**Task goal**
Please write the next part of the passage about the Turkish war against Russia, picking up after its final sentence about the destruction of the fleet at Sinope.
* begin Excerpt to read *
While the fleets spread the tricolor and the union-jack upon the gentle breezes of the Bosphorus, Omar Pasha, with frame of iron and intellect of light, seemed to do everything, as well as direct everything, upon the northern frontier of Bulgaria; and only just allowed the fifteen days’ “notice to quit” to expire, before he showed Russia and the world that the Turks had a general, and that with a general they were still soldiers, as when the blazing scimitar of Orchan first flashed upon Europe, or Byzantium shook before the thunder of the artillery of Mohammed II. They were still worthy of their father, Osman, the “Bone-breaker;” and, in hand-to-hand combat, an overmatch for the boors of Russia, both in courage and strength. It must be said, to their disadvantage, that they were not very precise concerning the declaration of war; for on the very day it was declared, and without the knowledge of their chief, a semi-brigade hurried over the river, fell upon a Russian detachment, routed it, seized a considerable booty, and, like true Bashi-bazouks, were away again upon their own side before the foray could be chastised.
With the end of October, the time granted to Prince Gortschakoff by Omar Pasha expired; by whom strong detachments were immediately expedited to the Russian side of the disputed river. Crossing at once in several places, they were soon established in some force upon the frontier of Wallachia, and pushing forward a strong advance-guard upon the Russians, the latter skirmished, refused battle, and slowly and sullenly retreated upon Slatina. The Turks fought and gained several sanguinary battles on the Danube during the month of November, which was followed by various contests, less important, but scarcely less sanguinary.
The month of November, however glorious to the Turkish armies, was disastrous to its navy. The fleet lay in the harbour of Sinope, upon the Black Sea. The Russians, contrary to the official declaration made to the allies, to confine the war to defensive operations, resolved to attack the Turkish fleet by a surprise. The enterprise of the Russian admiral was successful. The unsuspecting Turks were surprised; no opportunity of surrender was given; the attack led, not to a battle, but to a massacre. The whole fleet was destroyed, with an unsparing barbarity and a vindictive bloodthirstiness that must leave a stain for ever upon the pages of Russian history.
* end Excerpt to read *
* begin Entries supplied *
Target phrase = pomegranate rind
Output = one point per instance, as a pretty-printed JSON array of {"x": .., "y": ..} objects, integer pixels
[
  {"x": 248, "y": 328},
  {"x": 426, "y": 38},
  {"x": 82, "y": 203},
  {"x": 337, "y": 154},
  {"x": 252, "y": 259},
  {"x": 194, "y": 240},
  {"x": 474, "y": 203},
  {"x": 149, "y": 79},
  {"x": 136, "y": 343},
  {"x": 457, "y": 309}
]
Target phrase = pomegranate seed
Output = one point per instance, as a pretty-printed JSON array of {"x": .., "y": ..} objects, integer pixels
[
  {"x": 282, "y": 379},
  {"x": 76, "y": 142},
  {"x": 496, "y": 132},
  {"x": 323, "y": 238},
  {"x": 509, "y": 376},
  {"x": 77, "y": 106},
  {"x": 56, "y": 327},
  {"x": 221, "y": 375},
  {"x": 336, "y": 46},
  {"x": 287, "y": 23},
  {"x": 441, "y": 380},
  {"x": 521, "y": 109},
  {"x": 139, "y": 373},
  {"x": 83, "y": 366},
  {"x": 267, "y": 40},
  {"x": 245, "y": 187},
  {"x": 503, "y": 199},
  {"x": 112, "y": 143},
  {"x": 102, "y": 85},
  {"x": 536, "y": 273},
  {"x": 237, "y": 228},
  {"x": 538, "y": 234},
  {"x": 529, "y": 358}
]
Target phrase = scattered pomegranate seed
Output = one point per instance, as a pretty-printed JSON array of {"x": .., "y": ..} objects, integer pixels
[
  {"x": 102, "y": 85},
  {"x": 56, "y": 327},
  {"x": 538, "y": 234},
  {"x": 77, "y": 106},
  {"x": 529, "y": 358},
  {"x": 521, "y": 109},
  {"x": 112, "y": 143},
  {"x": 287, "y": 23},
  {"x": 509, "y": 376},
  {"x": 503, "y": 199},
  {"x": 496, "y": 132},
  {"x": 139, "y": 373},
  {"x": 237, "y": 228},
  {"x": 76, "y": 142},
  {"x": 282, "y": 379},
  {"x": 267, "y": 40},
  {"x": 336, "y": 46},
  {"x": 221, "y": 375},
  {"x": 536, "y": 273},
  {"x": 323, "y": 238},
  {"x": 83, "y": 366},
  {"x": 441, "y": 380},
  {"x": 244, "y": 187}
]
* end Entries supplied *
**Exercise output**
War continued to roll along the Bulgarian and Wallachian frontiers to the close of the year; the Turks displaying undaunted heroism, and surpassing the Russians in nearly every soldierly quality, so that the Russian armies lost by battles and marches 35,000 men, exclusive of the sick and wounded.
Prodigious efforts were made by the Russian emperor and the nation. The people contributed voluntarily 150 millions of silver rubles for the expenses of the war between the date of Omar Pasha’s crossing the Danube to the end of the year. Of this vast sum the clergy contributed nearly one-half. All Russia was wrought up to a pitch of fanatical enthusiasm for the war, and every heart burned with ambition to see the Greek cross upon the dome of St. Sophia.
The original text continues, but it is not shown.